__What needs to be done__
According to the policy text below, why should the country invest in promising new sources of energy? Answer in one to three sentences.

-- Supplied text follows --

The choice couldn’t be clearer on the issues most important to ordinary Americans:
- Better Education: We need to invest in good teachers and help more students go to college and get job training — not pack kids into classrooms and slash scholarships.
- More, Cleaner Energy: We need to invest in promising new sources of energy to create a market for innovation and good jobs of the future — not go back to relying on foreign oil.
- Leading Through Innovation: We need to invest in our best scientists, researchers, and entrepreneurs so they innovate here — not cede new ideas to countries like China and India.
- Job-Creating Infrastructure: We need roads, bridges, ports, and broadband technology that attract businesses that will create jobs here — not more pet projects and bridges to nowhere.
- Fair, Simple Tax Reform: We need to reward businesses that create jobs here instead of rewarding outsourcing, and must ask the wealthiest to pay their fair share again — not sacrifice investments critical to the middle class.
This economic crisis didn’t start in 2008. For more than a decade before, we knew things weren’t working the way they should. We saw costs for everything from health care to education rising faster than wages. Good-paying, middle-class jobs were becoming harder to find, as more and more companies moved production overseas.

-- Supplied text concluded --
-- Supplied entries follows --

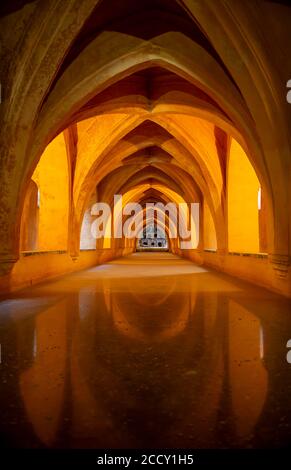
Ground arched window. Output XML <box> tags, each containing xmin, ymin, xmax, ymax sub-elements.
<box><xmin>20</xmin><ymin>180</ymin><xmax>40</xmax><ymax>251</ymax></box>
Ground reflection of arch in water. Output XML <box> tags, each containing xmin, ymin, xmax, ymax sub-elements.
<box><xmin>111</xmin><ymin>294</ymin><xmax>190</xmax><ymax>342</ymax></box>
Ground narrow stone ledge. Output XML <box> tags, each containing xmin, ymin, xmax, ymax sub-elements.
<box><xmin>20</xmin><ymin>250</ymin><xmax>68</xmax><ymax>257</ymax></box>
<box><xmin>228</xmin><ymin>251</ymin><xmax>269</xmax><ymax>259</ymax></box>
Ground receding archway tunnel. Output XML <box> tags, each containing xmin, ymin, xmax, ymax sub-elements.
<box><xmin>0</xmin><ymin>0</ymin><xmax>291</xmax><ymax>448</ymax></box>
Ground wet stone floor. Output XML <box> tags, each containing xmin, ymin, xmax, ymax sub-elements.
<box><xmin>0</xmin><ymin>253</ymin><xmax>291</xmax><ymax>448</ymax></box>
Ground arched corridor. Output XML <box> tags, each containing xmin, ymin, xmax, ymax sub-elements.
<box><xmin>0</xmin><ymin>0</ymin><xmax>291</xmax><ymax>454</ymax></box>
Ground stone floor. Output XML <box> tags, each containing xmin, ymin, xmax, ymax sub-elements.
<box><xmin>0</xmin><ymin>253</ymin><xmax>291</xmax><ymax>448</ymax></box>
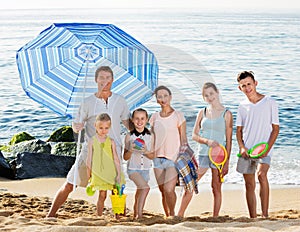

-- Supplied entries concluded --

__Problem solution__
Investing in promising new sources of energy would create a market for innovation and good jobs of the future. The text sets this against going back to relying on foreign oil.